SUPPLIED DATA>
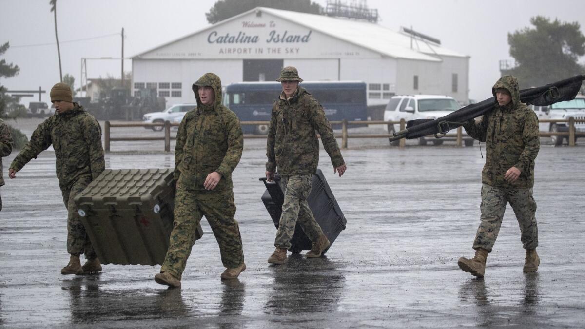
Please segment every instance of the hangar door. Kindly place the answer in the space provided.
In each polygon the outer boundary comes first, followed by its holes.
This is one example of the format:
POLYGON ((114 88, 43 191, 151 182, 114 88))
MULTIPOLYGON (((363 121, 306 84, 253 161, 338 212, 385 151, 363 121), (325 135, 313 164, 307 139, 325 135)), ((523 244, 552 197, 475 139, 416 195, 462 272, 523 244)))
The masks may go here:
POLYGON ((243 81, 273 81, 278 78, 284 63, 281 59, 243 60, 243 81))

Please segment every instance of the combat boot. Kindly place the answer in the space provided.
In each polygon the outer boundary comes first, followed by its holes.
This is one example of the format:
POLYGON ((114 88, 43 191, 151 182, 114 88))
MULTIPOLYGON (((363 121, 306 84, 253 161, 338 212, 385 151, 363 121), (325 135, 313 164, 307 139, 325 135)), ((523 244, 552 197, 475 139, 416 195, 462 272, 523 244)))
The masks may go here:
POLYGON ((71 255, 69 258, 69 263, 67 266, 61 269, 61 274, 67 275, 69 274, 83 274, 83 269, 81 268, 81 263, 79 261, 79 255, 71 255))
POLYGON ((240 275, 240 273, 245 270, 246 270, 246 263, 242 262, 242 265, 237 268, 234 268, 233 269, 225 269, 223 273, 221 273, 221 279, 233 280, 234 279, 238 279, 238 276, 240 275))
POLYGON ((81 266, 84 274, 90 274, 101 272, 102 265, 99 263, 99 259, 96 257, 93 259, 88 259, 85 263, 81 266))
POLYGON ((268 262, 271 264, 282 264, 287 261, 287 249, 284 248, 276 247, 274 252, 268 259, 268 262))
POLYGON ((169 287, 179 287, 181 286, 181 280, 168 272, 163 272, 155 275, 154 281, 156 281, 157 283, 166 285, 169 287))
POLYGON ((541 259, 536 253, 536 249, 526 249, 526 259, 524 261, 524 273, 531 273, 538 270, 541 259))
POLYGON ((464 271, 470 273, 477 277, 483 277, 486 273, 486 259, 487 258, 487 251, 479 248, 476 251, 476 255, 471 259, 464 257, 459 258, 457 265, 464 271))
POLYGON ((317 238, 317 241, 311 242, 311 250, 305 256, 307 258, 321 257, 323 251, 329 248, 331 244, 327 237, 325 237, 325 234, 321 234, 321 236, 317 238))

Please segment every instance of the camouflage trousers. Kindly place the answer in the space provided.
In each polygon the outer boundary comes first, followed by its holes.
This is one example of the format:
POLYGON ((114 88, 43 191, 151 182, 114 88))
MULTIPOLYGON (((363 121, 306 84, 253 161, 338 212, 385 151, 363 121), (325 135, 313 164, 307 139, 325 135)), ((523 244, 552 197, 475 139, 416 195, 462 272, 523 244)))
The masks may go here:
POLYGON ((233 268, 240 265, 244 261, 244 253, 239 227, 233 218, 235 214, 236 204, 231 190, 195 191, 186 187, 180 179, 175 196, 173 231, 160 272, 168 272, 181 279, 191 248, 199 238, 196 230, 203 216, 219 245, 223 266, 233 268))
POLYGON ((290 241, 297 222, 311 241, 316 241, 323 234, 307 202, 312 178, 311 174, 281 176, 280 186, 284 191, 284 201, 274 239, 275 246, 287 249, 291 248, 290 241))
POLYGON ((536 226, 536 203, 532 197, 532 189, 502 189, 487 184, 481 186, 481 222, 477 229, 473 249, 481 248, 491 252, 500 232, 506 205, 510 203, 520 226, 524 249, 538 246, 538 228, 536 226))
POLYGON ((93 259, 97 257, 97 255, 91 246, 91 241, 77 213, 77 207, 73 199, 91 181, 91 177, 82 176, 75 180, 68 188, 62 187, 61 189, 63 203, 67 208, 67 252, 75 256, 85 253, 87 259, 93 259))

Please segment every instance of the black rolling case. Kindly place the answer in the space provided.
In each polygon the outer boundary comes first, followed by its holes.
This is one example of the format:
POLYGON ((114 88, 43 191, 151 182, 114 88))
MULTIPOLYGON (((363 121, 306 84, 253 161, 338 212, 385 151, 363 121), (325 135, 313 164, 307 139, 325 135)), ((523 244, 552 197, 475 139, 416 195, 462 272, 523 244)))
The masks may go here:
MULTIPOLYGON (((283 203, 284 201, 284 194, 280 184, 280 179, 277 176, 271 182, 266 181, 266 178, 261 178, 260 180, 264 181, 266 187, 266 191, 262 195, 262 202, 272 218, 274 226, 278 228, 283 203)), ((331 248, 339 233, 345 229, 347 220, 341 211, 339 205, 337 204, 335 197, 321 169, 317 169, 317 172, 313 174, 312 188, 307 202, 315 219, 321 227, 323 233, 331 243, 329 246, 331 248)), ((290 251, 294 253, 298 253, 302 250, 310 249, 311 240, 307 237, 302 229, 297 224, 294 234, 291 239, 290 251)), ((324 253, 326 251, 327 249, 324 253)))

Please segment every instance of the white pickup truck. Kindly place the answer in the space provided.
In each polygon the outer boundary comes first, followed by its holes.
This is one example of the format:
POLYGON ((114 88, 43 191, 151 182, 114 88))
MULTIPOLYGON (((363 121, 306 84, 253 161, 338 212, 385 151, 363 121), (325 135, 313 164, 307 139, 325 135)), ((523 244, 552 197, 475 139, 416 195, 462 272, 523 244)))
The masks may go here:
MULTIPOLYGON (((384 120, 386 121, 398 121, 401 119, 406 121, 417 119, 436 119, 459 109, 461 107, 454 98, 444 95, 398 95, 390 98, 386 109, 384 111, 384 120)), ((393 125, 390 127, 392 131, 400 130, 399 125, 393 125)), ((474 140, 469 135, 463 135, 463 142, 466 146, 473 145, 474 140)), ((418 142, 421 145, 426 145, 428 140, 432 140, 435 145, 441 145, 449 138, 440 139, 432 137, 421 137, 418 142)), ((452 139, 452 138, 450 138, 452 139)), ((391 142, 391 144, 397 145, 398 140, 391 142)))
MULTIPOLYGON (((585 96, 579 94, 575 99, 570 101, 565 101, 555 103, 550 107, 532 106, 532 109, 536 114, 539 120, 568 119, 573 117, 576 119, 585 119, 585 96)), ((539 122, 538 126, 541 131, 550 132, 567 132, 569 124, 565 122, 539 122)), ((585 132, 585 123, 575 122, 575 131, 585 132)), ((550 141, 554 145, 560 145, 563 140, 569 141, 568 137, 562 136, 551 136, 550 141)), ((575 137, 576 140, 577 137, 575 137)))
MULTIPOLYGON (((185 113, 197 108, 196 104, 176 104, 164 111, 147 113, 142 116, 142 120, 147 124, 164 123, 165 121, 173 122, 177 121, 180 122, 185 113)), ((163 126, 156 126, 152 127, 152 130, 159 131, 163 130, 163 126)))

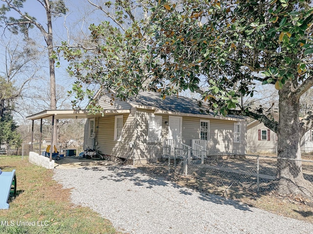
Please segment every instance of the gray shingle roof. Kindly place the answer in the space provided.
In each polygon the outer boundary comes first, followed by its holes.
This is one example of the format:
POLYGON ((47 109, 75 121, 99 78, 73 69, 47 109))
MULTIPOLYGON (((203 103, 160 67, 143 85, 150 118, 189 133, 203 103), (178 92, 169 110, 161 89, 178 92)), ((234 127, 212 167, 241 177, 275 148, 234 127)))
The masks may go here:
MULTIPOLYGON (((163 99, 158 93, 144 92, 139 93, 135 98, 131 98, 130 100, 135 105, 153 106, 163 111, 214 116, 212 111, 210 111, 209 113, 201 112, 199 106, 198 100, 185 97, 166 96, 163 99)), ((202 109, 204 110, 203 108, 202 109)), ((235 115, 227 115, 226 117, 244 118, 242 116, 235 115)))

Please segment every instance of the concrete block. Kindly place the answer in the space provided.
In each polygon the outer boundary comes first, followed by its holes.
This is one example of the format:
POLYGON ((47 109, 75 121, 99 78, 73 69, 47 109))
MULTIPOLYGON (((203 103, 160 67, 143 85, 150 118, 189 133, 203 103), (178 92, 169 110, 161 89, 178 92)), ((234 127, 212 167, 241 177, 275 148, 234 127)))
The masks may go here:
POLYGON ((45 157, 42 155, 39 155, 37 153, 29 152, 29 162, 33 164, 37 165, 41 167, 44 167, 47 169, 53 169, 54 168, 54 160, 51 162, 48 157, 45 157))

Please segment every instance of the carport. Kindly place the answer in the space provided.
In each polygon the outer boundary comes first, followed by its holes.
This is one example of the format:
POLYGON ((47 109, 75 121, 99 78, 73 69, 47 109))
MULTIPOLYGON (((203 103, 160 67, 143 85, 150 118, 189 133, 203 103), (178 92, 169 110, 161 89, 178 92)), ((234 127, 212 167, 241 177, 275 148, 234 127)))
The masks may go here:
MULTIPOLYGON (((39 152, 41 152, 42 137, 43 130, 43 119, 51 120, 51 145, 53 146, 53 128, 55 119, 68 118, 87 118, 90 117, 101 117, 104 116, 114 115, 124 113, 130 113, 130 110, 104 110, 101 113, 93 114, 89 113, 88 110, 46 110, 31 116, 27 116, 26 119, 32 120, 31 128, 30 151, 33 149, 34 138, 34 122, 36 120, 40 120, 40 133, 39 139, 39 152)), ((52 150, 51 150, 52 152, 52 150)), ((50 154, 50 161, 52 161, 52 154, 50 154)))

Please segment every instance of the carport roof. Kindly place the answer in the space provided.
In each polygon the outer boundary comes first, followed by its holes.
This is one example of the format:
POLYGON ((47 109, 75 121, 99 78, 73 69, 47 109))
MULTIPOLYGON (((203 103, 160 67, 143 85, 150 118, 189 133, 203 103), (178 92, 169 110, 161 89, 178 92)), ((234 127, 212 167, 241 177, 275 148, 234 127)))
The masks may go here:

WORK REQUIRED> Which lines in the entries above contain the word "roof"? Show each of those lines in full. Case counts.

THE REPLY>
Please segment every instance of the gray shingle roof. Kindly place the answer in the space provided.
Please segment every instance of the carport roof. Kindly place the answer in the space provided.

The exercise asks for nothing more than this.